TASKS —
[1] Answer these questions about the ice cream outing story, marking each answer with its letter:
(a) In which town were the family out strolling?
(b) What was the name of the shop they found?
(c) Which sorbet flavor caught the narrator's eye?
[2] Reproduce word for word the section of the ice cream outing story that opens with the words containing "We followed her" and closes with "every third bite.".

DOCUMENT EXCERPT —
= = = = = = =
Like many six-year-olds, my daughter Bean has a well-tuned ice cream radar. So the other day we're out having a nice stroll in Great Barrington. And as usual, Bean was doing her seemingly spaced out meandering three feet behind the other kids. She takes life at her own pace, that one. Anyway, there she was checking out the clouds and the cracks in the sidewalk and anything else that caught her fancy, when she popped her head to attention.
“There is an ice cream store near here,” she said.
Our stroll had now turned into a safari.
“Look,” she said, “There are people coming up the street and they have ice cream, and look at those other people, they have ice cream, there is has got to be ice cream around here.” She twisted her head in the air as if to catch the scent. And with that she was off, lollygagging be damned.
We followed her lead and soon found ourselves at SoCo Creamery. I told the kids we could share one cup of ice cream, but then a flavor on the sorbet menu caught my eye: Lychee nut. OK, maybe two cups were in order. We got one cup with scoops of chocolate and butter pecan ice cream and then a smaller cup of the lychee nut sorbet.
The girls set about destroying the ice cream in a spoon to spoon battle. I made faint attempts to get them to, I don’t know, slow down and experience the moment, but, yeah, that was not going to happen. The best I could manage was to make them sit down every third bite.
= = = = = = =
DATASET EXTRACT —

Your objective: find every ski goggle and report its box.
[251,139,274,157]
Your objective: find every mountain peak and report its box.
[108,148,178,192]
= = = = = = =
RESULTS BY TASK —
[1]
(a) Great Barrington
(b) SoCo Creamery
(c) Lychee nut

[2]
We followed her lead and soon found ourselves at SoCo Creamery. I told the kids we could share one cup of ice cream, but then a flavor on the sorbet menu caught my eye: Lychee nut. OK, maybe two cups were in order. We got one cup with scoops of chocolate and butter pecan ice cream and then a smaller cup of the lychee nut sorbet.
The girls set about destroying the ice cream in a spoon to spoon battle. I made faint attempts to get them to, I don’t know, slow down and experience the moment, but, yeah, that was not going to happen. The best I could manage was to make them sit down every third bite.